◆ **Task details**: Output only this range of the data below: the line that contains "of the digital" through the final line, both ends included, each retyped exactly.

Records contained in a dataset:
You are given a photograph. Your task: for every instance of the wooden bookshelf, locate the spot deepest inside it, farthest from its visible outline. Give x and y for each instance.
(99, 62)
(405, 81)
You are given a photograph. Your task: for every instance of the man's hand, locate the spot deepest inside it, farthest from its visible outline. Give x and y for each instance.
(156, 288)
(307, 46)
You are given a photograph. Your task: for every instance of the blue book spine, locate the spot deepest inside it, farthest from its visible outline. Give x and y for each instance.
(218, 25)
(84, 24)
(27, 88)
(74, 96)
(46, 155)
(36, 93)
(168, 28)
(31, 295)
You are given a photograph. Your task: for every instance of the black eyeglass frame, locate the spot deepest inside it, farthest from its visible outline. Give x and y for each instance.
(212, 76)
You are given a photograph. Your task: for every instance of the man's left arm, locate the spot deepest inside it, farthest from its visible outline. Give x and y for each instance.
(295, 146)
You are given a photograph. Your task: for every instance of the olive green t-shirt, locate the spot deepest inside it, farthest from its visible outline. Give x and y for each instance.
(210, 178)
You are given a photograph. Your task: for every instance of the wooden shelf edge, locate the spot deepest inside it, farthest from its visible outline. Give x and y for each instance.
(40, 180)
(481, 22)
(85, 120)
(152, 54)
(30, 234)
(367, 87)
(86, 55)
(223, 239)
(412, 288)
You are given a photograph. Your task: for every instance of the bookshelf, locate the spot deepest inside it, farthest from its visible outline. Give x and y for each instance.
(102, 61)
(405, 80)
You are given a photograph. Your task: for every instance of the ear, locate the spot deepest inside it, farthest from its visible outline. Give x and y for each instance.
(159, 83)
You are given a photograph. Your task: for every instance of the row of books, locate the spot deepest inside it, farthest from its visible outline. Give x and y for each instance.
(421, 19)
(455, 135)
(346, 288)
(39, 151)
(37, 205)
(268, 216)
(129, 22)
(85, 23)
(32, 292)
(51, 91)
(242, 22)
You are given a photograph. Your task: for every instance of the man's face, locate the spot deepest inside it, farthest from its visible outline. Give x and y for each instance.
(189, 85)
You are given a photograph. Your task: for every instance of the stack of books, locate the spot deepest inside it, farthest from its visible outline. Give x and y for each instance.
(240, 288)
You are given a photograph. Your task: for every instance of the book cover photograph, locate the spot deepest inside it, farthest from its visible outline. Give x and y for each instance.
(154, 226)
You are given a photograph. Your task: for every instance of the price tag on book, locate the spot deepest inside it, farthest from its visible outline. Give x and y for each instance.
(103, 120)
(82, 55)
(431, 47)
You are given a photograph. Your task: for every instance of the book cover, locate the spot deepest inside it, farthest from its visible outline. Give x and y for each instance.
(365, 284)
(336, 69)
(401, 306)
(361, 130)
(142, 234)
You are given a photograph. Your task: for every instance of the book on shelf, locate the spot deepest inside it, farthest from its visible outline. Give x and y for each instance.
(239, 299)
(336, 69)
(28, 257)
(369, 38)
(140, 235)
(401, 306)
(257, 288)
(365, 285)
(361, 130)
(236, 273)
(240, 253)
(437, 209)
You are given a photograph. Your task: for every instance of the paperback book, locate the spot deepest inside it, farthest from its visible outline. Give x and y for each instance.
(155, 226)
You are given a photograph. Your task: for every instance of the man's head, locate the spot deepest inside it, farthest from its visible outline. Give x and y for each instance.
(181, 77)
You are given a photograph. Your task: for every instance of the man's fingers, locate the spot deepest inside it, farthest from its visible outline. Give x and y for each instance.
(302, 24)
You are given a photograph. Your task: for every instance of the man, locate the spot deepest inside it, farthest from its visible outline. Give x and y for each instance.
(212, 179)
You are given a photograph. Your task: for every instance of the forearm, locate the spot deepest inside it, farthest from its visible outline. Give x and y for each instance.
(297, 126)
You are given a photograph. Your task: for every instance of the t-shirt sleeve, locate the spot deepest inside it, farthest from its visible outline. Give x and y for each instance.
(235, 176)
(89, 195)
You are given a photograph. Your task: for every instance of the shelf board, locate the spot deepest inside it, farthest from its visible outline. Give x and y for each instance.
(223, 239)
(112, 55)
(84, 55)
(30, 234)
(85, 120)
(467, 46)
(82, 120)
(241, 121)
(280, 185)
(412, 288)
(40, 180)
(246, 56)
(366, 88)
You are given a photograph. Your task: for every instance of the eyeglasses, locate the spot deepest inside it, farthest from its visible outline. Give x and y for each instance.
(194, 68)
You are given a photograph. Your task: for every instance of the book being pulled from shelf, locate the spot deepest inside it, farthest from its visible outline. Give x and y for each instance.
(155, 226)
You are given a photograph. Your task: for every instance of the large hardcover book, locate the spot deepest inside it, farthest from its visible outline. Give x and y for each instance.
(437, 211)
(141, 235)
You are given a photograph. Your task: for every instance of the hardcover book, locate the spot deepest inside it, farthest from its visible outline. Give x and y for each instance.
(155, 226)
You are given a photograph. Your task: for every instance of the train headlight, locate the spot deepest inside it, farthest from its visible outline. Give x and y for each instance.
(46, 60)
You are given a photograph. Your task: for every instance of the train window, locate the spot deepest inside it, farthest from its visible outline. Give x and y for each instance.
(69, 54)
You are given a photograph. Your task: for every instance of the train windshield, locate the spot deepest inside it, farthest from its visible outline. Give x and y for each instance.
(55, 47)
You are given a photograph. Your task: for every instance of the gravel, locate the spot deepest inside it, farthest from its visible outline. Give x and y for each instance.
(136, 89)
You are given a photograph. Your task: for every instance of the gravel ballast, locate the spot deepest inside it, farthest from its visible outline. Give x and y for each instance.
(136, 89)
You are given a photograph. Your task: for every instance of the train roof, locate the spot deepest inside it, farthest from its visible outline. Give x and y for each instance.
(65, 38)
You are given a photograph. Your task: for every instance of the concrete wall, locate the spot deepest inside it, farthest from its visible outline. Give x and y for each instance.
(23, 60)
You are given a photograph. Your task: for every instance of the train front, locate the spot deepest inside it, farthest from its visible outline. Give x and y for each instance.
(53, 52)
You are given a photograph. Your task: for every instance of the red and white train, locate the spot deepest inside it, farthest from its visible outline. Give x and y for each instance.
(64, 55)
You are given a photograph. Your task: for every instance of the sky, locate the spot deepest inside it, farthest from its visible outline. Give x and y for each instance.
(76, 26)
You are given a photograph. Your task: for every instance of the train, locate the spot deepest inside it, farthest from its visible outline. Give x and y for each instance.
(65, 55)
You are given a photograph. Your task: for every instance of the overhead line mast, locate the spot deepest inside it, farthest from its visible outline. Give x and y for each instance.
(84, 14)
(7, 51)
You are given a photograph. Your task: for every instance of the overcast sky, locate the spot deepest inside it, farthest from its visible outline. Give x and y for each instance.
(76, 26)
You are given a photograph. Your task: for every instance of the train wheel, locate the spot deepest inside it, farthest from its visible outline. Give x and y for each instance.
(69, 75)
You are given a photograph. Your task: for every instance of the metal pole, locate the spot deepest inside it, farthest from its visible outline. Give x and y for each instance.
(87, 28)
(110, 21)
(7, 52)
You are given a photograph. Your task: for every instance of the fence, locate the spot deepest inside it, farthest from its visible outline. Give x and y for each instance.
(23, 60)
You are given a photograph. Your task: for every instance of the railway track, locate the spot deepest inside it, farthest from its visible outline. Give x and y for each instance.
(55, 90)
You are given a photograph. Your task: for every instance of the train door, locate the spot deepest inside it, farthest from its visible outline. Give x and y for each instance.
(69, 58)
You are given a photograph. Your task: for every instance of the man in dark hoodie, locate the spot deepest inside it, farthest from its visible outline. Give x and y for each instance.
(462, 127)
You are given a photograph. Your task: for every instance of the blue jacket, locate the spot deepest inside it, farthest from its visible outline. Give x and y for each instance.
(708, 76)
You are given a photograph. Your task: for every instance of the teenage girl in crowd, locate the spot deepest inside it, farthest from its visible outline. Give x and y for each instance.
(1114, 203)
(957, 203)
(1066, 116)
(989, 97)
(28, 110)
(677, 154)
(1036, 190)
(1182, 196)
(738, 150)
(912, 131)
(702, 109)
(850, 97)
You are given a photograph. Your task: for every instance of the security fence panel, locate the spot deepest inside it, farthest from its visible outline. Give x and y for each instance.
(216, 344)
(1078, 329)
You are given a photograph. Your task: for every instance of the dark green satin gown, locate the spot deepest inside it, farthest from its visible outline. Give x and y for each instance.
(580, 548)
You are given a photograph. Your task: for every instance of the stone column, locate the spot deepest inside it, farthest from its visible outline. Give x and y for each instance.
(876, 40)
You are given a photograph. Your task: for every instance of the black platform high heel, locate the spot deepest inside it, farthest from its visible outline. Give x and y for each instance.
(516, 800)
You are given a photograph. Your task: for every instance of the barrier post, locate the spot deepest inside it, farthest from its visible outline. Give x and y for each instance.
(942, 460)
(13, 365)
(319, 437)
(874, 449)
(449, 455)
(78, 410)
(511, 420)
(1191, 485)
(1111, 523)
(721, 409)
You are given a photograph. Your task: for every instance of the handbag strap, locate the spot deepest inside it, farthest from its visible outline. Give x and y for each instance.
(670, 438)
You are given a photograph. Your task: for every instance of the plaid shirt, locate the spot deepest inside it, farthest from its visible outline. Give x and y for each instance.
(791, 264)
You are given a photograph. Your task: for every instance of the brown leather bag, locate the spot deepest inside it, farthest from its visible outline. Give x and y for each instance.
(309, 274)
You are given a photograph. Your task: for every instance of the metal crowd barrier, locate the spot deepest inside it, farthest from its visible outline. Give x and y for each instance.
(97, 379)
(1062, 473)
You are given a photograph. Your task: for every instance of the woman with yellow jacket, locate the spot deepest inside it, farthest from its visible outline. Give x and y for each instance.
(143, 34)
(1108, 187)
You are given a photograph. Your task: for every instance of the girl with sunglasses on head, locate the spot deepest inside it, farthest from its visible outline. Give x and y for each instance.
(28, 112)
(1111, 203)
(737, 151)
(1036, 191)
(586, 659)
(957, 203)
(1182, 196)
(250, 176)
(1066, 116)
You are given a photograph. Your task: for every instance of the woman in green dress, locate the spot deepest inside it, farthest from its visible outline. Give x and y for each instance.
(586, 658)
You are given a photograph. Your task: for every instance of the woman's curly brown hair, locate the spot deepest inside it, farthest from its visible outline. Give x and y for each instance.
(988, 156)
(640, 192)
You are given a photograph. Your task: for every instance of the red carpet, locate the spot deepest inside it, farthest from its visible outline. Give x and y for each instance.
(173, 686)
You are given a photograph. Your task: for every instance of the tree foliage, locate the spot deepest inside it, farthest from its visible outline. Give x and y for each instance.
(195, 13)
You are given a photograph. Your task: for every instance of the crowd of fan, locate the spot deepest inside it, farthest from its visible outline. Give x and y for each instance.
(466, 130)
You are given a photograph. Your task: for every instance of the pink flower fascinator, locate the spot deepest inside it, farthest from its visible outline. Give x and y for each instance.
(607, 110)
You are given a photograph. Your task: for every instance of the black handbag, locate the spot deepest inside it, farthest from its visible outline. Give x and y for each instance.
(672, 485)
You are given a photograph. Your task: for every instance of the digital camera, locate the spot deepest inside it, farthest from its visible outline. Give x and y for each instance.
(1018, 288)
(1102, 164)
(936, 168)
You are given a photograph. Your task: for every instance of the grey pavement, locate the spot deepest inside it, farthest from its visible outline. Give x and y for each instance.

◆ **Exercise result**:
You are given a photograph. Your task: for every instance of the digital camera, locate the spot deepest inside it, farthest from its visible outline. Give x and y for each instance.
(1018, 288)
(1102, 164)
(936, 168)
You are given a photograph. Your task: for every instance of the grey pavement, locate the spot deepest inside it, farthest from its visible outline. Give x and y for each instance.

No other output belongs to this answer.